_Lavoro richiesto_
a) Ricopia fedelmente il passo del testo sulla drepanocitosi che comincia con "Il 19 giugno" e termina con "dei test genetici.".
b) Secondo il testo sulla drepanocitosi, in quale anno le Nazioni Unite hanno istituito la Giornata mondiale dedicata a questa malattia?
c) Riassumi in due frasi il testo sulla drepanocitosi.

_Testo estratto_
-=-=-

Il 19 giugno si festeggia la Giornata mondiale della drepanocitosi, conosciuta anche come anemia falciforme. Istituita nel 2008 dalle Nazioni Unite, la ricorrenza offre l’opportunità di mettere a conoscenza le persone riguardo la malattia, i suoi sintomi, le complicanze e di sensibilizzare la popolazione sull’importanza della consulenza e dei test genetici.
Si tratta di un’anemia ereditaria dovuta ad una mutazione del DNA che porta alla formazione di un’emoglobina anomala. I globuli rossi che la contengono assumono la forma a falce che ostacola il passaggio attraverso i vasi sanguigni e, occludendoli, causa carenza di ossigeno, dolore e possibili gravi conseguenze (ad esempio l’ictus). I portatori di drepanocitosi sono molto numerosi in Africa e in India ma anche in altre aree, come il bacino del Mediterraneo, dove il gene falcemico costituiva un fattore protettivo contro la malaria. Le migrazioni dalle zone di endemia, soprattutto l’Africa e l’India, verso il Nord America e l’Europa hanno contribuito – soprattutto negli ultimi 20-30 anni – all’aumento dei malati.

-=-=-

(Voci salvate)
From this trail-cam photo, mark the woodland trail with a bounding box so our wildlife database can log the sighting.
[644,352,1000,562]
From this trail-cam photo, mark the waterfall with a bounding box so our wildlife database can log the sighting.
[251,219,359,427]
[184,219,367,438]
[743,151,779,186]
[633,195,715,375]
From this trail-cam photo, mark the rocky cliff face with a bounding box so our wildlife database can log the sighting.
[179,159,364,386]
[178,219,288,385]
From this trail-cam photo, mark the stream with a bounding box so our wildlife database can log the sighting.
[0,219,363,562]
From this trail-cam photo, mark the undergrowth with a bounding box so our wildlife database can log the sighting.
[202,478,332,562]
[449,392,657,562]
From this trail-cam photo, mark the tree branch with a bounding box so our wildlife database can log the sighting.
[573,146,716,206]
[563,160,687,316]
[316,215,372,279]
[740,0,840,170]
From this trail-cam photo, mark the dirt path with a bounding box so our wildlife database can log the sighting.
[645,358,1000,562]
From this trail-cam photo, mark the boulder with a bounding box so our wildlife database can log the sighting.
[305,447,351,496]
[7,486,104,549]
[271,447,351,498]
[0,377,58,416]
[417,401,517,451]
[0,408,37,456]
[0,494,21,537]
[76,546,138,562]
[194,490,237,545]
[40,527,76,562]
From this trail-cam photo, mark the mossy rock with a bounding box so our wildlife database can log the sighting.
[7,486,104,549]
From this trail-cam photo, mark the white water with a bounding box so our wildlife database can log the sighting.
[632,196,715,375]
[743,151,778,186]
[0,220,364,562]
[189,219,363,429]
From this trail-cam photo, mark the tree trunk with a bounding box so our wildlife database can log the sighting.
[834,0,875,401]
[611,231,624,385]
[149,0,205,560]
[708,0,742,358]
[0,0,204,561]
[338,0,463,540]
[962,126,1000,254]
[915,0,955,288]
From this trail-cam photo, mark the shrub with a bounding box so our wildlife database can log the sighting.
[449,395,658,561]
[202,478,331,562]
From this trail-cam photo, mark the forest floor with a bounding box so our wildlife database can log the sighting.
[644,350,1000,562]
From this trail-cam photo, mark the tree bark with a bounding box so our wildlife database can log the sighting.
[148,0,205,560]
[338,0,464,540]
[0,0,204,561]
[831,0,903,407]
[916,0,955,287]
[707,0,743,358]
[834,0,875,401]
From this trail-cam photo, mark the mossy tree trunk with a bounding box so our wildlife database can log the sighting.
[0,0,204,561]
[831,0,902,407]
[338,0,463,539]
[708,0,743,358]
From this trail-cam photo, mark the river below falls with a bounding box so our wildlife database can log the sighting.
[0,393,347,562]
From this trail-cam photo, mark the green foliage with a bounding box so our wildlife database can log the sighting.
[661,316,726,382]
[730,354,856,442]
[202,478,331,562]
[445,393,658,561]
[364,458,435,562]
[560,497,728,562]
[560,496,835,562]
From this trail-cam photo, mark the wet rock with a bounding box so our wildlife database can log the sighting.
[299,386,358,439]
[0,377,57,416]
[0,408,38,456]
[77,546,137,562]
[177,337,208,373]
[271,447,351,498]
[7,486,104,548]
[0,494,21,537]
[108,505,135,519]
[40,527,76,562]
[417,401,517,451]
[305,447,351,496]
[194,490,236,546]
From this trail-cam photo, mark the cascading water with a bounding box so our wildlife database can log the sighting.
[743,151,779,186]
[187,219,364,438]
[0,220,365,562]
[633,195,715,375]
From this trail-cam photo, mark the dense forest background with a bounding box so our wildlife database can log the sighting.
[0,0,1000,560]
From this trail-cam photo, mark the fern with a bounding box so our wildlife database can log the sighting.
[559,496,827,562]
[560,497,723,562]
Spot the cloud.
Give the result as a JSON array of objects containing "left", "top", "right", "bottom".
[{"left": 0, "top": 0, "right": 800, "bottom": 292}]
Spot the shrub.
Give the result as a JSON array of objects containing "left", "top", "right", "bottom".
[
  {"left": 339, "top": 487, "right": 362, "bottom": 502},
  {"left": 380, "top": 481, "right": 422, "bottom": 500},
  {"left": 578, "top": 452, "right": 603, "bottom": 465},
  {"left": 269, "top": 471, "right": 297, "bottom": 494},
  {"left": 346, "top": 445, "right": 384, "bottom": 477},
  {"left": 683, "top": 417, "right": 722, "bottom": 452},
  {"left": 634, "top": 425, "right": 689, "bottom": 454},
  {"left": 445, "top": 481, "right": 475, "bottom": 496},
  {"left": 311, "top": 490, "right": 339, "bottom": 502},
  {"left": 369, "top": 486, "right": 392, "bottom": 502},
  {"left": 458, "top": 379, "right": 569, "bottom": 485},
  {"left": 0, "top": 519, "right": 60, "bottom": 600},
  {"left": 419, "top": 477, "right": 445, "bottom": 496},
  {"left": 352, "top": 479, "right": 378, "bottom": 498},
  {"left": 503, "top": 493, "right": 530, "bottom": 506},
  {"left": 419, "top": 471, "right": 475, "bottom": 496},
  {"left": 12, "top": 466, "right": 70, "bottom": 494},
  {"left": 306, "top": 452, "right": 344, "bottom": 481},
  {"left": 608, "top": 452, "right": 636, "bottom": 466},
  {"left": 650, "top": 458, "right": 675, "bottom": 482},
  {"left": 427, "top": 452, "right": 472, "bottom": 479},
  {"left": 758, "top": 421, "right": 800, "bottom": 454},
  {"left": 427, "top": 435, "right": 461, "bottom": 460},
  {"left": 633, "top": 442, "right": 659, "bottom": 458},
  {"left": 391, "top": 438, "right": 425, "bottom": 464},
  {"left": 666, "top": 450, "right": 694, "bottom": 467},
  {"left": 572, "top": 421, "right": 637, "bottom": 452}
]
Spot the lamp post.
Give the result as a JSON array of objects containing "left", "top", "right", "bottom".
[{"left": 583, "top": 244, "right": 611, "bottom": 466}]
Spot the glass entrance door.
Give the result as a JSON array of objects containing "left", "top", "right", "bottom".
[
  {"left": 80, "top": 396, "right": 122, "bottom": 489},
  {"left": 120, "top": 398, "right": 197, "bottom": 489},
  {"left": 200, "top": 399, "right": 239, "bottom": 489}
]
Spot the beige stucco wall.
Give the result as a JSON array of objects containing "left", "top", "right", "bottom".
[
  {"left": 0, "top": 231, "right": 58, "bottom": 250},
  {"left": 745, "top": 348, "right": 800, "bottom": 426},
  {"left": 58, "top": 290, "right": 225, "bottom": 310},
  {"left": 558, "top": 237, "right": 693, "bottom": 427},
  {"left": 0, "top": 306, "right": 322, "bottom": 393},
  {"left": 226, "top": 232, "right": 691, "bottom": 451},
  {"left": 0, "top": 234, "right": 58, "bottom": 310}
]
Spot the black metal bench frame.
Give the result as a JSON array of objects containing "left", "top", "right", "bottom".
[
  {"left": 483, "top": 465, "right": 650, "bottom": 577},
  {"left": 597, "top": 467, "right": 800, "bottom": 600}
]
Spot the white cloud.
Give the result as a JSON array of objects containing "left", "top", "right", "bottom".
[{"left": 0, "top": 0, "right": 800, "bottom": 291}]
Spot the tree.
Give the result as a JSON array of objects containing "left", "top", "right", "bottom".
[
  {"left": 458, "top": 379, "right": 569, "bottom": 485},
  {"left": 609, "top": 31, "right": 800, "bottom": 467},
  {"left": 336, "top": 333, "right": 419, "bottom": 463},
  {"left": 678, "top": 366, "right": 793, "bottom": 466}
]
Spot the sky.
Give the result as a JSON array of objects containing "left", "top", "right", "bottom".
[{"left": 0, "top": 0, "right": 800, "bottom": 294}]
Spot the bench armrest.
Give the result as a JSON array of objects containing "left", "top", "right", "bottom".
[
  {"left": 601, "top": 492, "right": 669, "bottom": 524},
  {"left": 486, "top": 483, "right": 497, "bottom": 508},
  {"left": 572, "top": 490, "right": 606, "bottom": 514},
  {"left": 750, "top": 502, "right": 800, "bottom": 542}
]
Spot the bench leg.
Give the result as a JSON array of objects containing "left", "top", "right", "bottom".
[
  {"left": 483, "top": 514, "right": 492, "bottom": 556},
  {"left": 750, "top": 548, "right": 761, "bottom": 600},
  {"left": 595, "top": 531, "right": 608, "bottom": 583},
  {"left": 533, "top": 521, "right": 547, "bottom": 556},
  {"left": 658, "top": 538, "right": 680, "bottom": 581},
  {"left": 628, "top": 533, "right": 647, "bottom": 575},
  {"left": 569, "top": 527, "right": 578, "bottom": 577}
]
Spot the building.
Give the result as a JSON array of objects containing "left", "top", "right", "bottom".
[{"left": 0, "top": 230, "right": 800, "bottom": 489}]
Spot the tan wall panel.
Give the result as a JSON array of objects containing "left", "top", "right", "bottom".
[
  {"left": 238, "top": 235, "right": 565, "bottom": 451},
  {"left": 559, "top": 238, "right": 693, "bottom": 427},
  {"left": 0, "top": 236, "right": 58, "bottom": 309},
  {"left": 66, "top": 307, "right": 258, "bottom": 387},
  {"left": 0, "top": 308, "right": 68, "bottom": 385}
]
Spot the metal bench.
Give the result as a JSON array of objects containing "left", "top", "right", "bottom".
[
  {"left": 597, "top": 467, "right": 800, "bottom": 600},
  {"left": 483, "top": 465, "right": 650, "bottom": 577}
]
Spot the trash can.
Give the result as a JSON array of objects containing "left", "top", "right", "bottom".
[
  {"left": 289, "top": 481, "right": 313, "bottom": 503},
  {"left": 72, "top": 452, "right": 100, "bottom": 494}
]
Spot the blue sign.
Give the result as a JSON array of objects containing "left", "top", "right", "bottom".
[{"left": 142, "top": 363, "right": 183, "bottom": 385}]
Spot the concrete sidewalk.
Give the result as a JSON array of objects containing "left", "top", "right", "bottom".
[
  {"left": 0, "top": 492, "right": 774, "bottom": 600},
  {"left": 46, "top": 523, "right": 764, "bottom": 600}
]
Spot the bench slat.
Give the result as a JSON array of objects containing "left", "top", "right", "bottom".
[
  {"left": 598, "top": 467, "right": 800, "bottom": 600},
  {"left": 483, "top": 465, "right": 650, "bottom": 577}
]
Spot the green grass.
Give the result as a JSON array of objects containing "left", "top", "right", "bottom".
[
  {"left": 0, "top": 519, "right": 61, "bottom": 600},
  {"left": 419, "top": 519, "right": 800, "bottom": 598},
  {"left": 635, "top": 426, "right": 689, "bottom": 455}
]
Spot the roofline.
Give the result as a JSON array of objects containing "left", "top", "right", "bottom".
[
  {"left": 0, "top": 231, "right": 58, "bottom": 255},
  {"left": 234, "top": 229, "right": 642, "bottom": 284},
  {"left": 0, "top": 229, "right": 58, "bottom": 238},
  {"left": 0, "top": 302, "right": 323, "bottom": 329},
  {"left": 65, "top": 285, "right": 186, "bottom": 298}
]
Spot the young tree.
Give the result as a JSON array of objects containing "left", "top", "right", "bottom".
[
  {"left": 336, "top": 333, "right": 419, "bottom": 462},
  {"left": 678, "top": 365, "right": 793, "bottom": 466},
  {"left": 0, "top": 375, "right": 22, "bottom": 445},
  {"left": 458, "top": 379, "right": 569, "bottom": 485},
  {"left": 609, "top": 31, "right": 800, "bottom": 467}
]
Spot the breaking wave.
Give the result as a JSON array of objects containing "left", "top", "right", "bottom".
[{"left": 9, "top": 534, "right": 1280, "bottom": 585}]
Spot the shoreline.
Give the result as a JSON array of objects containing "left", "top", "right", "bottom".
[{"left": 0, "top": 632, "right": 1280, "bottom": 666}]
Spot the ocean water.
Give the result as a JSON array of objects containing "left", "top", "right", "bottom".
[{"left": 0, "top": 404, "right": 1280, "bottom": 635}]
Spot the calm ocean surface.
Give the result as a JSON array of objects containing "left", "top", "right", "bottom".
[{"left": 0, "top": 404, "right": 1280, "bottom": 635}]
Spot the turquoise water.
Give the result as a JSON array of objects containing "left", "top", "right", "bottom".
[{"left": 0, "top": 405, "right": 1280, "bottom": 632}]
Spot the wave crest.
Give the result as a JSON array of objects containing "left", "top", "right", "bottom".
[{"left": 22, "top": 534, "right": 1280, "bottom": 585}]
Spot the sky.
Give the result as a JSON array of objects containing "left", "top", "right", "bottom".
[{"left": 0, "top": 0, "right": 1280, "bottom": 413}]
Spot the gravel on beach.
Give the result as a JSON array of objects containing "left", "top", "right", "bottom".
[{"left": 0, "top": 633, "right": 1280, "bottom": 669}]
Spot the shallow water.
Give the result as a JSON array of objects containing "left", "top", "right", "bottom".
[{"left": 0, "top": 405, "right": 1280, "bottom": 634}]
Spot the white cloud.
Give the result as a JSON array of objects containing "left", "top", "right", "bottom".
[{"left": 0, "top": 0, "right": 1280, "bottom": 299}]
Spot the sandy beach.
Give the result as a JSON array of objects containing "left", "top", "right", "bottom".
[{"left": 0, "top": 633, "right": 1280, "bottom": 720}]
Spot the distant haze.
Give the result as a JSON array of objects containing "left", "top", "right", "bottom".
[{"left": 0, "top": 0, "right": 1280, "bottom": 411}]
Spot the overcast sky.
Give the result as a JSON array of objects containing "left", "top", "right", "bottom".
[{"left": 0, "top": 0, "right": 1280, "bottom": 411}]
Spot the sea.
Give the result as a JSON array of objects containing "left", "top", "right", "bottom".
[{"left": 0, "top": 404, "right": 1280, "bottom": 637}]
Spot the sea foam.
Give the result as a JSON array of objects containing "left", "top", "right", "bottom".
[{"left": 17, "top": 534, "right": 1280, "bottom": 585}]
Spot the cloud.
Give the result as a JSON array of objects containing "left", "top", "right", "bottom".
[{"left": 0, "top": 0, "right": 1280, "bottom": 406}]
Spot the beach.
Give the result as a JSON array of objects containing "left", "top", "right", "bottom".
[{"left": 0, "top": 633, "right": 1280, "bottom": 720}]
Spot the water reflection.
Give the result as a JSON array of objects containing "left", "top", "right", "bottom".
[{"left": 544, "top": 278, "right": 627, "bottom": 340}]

-=-=-

_Risposte all'esercizio_
a)
Il 19 giugno si festeggia la Giornata mondiale della drepanocitosi, conosciuta anche come anemia falciforme. Istituita nel 2008 dalle Nazioni Unite, la ricorrenza offre l’opportunità di mettere a conoscenza le persone riguardo la malattia, i suoi sintomi, le complicanze e di sensibilizzare la popolazione sull’importanza della consulenza e dei test genetici.

b) Nel 2008.

c) Il 19 giugno si celebra la Giornata mondiale della drepanocitosi, o anemia falciforme, istituita dalle Nazioni Unite nel 2008 per far conoscere la malattia e sensibilizzare sull'importanza della consulenza e dei test genetici. Si tratta di un'anemia ereditaria in cui i globuli rossi a forma di falce ostacolano il passaggio attraverso i vasi sanguigni, e le migrazioni dall'Africa e dall'India hanno contribuito all'aumento dei malati in Nord America e in Europa.